Change "deer front leg" to "deer foreleg" in the stretch from the start of the entries through the line containing "[257,205,272,223]", and reproduce that stretch with everything else unchanged.

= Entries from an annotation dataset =
=-=-=
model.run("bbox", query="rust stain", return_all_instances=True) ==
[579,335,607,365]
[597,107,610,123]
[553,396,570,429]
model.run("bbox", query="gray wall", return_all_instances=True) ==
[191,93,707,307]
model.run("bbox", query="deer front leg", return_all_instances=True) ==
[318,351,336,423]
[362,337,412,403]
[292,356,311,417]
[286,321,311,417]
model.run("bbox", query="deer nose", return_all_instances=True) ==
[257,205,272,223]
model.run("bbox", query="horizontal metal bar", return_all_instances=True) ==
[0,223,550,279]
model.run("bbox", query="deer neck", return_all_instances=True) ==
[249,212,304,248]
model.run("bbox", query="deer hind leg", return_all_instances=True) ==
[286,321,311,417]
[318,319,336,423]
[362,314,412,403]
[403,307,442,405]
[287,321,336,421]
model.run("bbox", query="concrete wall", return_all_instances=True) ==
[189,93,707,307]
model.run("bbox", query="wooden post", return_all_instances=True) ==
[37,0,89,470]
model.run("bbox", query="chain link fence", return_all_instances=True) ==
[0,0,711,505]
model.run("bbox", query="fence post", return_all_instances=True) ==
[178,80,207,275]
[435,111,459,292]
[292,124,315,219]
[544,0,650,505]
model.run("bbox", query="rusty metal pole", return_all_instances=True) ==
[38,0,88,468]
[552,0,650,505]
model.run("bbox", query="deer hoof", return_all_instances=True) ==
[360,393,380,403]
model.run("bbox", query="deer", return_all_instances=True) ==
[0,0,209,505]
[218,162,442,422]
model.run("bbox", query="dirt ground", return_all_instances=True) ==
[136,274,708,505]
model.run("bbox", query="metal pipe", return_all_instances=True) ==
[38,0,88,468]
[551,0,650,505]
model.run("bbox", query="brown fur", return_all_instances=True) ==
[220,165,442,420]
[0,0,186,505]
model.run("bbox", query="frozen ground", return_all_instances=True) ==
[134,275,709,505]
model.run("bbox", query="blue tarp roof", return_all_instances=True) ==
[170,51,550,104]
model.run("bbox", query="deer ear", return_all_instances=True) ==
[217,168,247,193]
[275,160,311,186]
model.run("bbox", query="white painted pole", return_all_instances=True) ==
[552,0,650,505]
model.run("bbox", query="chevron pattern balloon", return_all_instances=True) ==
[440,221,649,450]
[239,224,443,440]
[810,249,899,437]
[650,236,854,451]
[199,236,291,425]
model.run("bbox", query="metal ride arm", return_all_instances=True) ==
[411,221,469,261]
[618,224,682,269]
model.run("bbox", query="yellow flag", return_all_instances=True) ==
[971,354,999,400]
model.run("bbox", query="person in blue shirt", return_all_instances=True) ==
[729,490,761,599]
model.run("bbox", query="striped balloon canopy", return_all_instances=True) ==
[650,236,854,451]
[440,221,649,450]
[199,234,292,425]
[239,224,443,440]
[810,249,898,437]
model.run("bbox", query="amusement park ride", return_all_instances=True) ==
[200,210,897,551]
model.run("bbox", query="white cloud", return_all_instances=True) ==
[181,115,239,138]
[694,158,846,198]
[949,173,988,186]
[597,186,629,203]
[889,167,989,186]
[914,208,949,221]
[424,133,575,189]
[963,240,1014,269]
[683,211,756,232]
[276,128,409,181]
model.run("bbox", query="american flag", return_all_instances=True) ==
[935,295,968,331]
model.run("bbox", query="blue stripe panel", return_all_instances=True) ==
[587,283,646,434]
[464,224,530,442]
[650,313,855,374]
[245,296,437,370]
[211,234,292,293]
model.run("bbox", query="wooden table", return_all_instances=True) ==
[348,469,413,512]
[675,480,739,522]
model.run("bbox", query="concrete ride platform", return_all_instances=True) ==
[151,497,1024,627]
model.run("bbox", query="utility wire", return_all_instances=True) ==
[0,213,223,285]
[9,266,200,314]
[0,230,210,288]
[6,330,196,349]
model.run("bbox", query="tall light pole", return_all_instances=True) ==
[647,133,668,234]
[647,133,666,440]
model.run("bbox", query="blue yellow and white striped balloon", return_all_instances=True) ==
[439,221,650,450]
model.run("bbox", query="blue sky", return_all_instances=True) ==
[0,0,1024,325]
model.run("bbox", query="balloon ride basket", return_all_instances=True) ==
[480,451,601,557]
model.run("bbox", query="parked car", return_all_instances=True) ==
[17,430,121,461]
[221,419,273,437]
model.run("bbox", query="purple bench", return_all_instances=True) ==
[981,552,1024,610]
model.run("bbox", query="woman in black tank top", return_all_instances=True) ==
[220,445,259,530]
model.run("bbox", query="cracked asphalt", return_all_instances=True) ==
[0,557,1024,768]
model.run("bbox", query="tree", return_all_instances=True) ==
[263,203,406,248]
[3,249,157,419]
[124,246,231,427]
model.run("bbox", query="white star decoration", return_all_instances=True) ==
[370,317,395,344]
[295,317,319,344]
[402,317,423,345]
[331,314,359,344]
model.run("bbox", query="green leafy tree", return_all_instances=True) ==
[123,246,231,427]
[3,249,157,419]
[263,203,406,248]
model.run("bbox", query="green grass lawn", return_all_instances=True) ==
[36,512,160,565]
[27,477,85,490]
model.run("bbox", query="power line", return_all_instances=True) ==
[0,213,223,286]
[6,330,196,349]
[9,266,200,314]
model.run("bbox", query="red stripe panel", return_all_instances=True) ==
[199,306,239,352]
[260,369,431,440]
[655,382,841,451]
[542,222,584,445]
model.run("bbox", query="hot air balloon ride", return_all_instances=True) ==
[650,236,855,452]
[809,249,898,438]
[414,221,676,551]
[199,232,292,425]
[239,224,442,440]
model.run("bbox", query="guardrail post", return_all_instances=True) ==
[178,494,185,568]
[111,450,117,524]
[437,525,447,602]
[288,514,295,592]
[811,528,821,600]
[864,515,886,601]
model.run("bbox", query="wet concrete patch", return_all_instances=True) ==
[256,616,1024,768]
=-=-=
= THE OUTPUT =
model.run("bbox", query="rust stain", return_all_instances=True) ==
[579,335,607,365]
[597,107,610,123]
[553,396,570,429]
model.run("bbox", query="gray wall", return_all_instances=True) ==
[191,93,707,307]
model.run("bbox", query="deer foreleg", return_all_instances=True) ==
[318,351,336,423]
[362,337,412,403]
[292,356,311,417]
[286,321,311,417]
model.run("bbox", query="deer nose", return_all_instances=True) ==
[257,205,272,223]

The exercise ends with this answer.